▶ **Document text**
----
If the demand curve (L) for money is downward sloping and the supply of money (m̅) curve is upward sloping or a vertical straight line, then these conditions for stability of equilibrium will be satisfied. Since, in the liquidity pre­ference theory, the L curve is ordinarily negatively sloped and the m̅ curve is a vertical straight line, the money market equilibrium in the theory as shown in Fig. 17.6 is a stable equilibrium.

Effects of a Rise in the Demand for and Supply of Money on the Rate of Interest:

Let us suppose that the demand and supply curves for money are the curves L(1) and N1S1, respectively, in Fig. 17.7. Here the equilibrium rate of interest is r1 at the point of intersection E1 of these two curves.

If, now demand for money in­creases, the supply of money remaining unchanged, the L curve would shift to the right from L(1) to L(2), say. Consequently, at r = r1, the demand for money would be larger than the supply of money by E1R.
----
▶ **Dataset extract**
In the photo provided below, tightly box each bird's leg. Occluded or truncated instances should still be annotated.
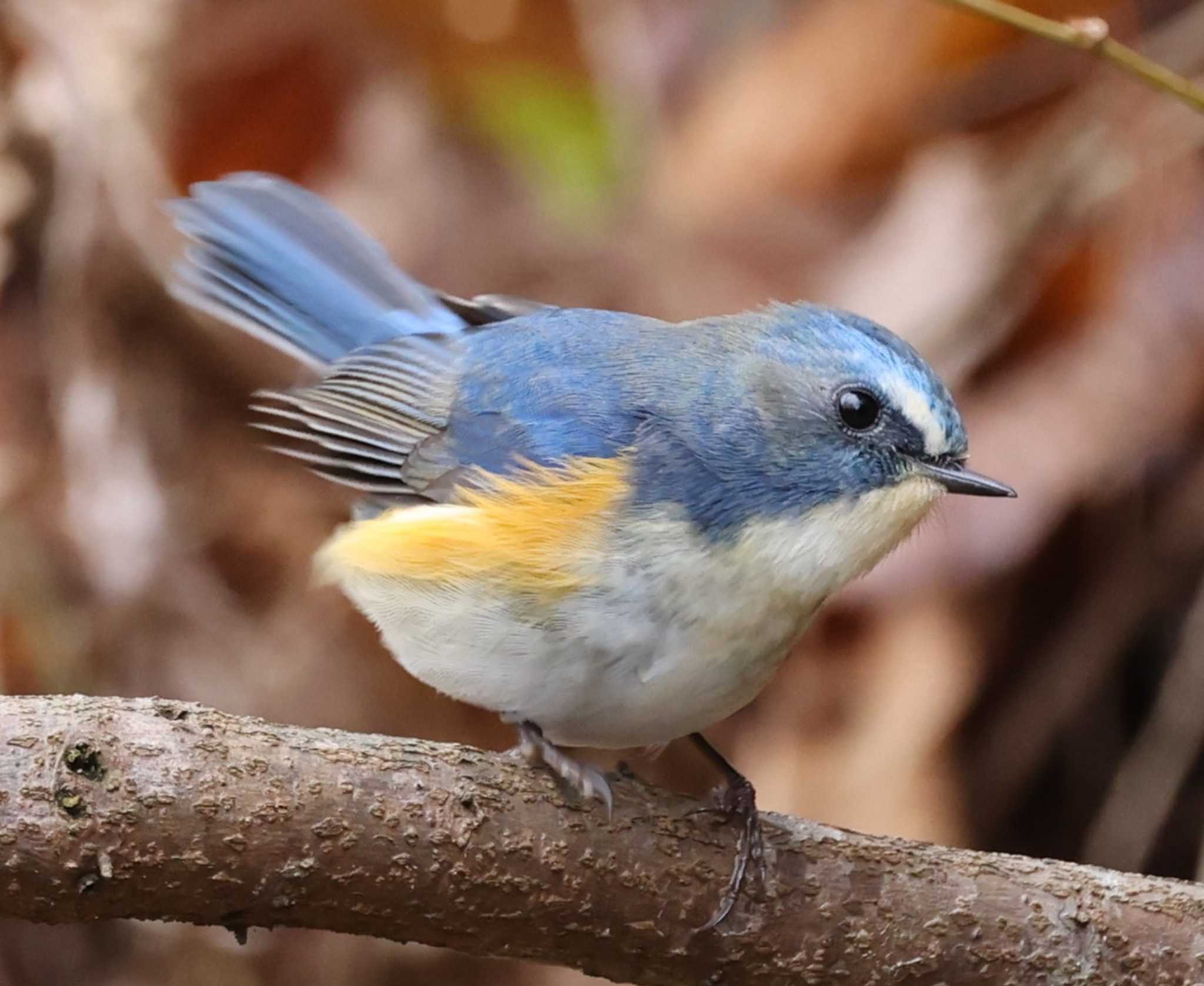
[509,720,614,817]
[690,733,764,931]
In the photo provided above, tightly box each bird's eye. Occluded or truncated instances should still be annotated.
[835,387,882,431]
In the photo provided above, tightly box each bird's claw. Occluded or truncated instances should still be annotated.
[690,777,767,932]
[519,722,614,819]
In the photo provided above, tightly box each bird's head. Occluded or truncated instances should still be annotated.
[745,304,1016,518]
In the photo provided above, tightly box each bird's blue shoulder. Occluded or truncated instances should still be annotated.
[446,308,671,473]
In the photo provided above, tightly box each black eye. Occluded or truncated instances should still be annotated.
[835,387,882,431]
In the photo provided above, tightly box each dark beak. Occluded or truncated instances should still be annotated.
[915,460,1016,496]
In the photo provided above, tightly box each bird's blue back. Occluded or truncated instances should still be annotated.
[173,175,965,537]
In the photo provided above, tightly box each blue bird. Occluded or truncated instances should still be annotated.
[171,175,1015,927]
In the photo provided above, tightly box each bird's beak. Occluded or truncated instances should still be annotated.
[915,460,1016,496]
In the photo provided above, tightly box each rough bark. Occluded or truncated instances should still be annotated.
[0,696,1204,986]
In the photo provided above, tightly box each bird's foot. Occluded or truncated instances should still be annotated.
[518,721,614,819]
[698,777,766,931]
[690,733,767,931]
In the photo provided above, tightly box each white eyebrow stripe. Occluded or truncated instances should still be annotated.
[880,373,949,455]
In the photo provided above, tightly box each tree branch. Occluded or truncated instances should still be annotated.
[938,0,1204,112]
[0,696,1204,986]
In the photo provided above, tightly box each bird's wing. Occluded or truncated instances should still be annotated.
[255,308,662,503]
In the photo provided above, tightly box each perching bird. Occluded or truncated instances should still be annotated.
[171,175,1015,926]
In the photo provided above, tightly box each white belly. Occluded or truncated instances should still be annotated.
[337,480,939,749]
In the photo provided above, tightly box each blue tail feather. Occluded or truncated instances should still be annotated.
[169,173,465,368]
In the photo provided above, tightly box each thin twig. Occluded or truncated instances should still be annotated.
[938,0,1204,113]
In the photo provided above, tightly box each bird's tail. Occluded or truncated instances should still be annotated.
[161,173,465,370]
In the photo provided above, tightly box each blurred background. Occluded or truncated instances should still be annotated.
[0,0,1204,986]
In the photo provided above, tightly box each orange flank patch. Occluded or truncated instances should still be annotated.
----
▶ **Set tasks**
**1)** In the passage on money market equilibrium, what shape does the money supply curve ordinarily take in the liquidity preference theory?
**2)** Carry on the passage on money market equilibrium from its final sentence.

▶ **Responses per task**
**1)** A vertical straight line.

**2)**
In this case, r will rise and L will fall along the RE1 seg­ment of the L(2) curve, till demand for money becomes equal to supply at the point E2. In Fig. 17.7, when r will rise from r1 to r2, the equilibrium in the market would again occur at the point E2 which is the point of intersec­tion of the L(2) and N,S, curves.

Therefore, if the demand for money in­creases, the supply remaining unchanged, then the equi­librium r will rise. On the other hand, if demand falls sup­ply remaining unchanged, i.e., if the demand for money (L) curve shifts to the left, the position of the supply curve remaining unchanged, then the equilibrium r will fall. That is, r is directly related to L.

Again, if the supply of money increases, demand remaining unchanged, then the supply of money curve would shift to the right from N1S1 to N2S2, the position of the demand curve remaining unchanged at L(1).

Consequently, at the initial equilibrium r = r1, the supply of money would be greater than demand for money by E1S. In this case, r will fall and L will rise along E1E3 segment of the L(1) curve till the demand for money (L) becomes equal to supply (ON2) at the point E3.

In Fig. 17.7, the market will again come back to equilibrium at the point E3 when r falls from r, to r3. E3 is the point of intersection of the L(1) and N2S2 curves.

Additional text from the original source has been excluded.